### EXTRAIT DU TEXTE

En Russie, la liberté d’expression est de plus en plus étouffée depuis l’arrivée au pouvoir de Vladimir Poutine. En ce temps de guerre, la répression gouvernementale atteint son apogée, avec une interdiction quasi-totale de réfuter les actions de l’armée russe en Ukraine. Une journaliste décide toutefois de frapper contre la machine de propagande poutinienne. Serait-ce le début des soulèvements du peuple ou un dernier souffle de l’opposition russe ?
C’est l’heure de grande écoute sur la Perviy Kanal. Des millions de Russes, allongés sur leurs canapés confortables, regardent le JT du soir, Vrémya. Tels des zombies. Visage de marbre, Ekaterina Andreïeva la présentatrice-vedette de la première chaine russe enchaine les reportages. Ça parle des mesures contre les sanctions imposées par l’Occident, une conséquence de « l’opération spéciale ». Le statique de la télé martèle la propagande habituelle, aucune mention des atrocités que l’État russe, sous les ordres de Poutine, commet dans son « pays-frère ».

######
### DONNÉES FOURNIES

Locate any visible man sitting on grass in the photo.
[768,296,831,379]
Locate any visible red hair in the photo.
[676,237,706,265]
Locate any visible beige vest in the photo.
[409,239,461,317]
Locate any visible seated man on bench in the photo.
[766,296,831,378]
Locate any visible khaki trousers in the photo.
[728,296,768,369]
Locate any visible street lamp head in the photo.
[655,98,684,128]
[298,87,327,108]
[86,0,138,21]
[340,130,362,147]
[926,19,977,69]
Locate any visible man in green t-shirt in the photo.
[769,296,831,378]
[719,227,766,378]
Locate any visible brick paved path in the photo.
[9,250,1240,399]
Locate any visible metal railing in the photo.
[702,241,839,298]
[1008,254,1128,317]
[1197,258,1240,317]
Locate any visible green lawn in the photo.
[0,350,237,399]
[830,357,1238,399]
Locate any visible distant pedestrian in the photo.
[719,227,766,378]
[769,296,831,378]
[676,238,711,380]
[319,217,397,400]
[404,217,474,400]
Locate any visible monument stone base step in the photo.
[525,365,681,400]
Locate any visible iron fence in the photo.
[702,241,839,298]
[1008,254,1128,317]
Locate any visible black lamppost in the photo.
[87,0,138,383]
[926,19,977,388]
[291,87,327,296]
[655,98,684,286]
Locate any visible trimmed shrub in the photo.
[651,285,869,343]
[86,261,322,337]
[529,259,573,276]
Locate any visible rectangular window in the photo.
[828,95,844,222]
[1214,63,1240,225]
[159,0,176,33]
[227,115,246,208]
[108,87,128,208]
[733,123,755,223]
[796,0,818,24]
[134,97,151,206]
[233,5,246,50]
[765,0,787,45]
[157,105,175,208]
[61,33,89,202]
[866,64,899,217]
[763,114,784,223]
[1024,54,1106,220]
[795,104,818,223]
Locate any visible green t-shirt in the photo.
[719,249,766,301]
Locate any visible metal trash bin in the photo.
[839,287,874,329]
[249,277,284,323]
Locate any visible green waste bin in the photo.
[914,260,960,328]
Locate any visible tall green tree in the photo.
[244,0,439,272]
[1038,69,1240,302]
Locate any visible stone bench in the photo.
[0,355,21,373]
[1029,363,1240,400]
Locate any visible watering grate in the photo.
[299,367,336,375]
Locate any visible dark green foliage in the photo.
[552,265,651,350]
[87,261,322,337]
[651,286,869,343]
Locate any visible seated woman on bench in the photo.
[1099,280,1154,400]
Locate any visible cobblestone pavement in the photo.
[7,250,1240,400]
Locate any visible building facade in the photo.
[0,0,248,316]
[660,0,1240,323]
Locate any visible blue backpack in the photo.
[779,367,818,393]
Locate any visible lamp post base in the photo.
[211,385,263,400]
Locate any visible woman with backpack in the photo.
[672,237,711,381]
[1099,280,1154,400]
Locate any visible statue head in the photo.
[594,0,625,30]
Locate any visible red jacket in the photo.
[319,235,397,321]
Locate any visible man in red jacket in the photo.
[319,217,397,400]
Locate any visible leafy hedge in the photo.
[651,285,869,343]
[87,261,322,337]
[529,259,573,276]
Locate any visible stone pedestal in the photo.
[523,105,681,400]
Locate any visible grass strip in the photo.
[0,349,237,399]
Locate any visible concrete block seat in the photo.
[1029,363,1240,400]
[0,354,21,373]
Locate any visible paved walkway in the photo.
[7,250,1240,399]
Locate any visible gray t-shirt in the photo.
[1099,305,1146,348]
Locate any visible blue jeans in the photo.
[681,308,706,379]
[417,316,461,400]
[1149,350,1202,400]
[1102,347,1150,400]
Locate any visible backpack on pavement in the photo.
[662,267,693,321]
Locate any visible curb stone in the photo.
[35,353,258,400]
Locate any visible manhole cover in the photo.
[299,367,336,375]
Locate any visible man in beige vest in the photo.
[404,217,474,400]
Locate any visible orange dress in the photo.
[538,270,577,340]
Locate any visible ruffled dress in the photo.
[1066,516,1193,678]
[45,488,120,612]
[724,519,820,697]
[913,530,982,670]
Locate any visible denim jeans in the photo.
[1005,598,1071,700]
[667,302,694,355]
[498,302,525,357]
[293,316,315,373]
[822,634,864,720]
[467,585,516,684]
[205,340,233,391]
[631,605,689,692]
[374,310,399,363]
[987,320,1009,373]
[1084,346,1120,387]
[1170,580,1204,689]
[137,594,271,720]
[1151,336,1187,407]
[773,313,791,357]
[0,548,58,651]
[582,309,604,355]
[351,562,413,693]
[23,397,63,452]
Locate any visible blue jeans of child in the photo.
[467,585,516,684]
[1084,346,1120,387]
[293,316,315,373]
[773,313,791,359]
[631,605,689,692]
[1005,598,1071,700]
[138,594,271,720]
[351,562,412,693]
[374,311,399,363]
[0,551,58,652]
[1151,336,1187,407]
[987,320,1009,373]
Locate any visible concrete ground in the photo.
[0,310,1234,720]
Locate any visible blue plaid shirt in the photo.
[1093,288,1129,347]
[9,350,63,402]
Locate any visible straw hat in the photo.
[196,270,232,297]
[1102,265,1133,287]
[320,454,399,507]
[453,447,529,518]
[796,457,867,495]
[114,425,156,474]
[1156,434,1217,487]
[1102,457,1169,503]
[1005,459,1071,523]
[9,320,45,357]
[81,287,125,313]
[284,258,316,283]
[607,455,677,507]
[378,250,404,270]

######

» CONSIGNE:
Dans l'extrait sur la liberté d'expression en Russie, quel est le nom du journal télévisé du soir diffusé sur la Perviy Kanal ?

» EXERCICE CORRIGÉ:
Vrémya.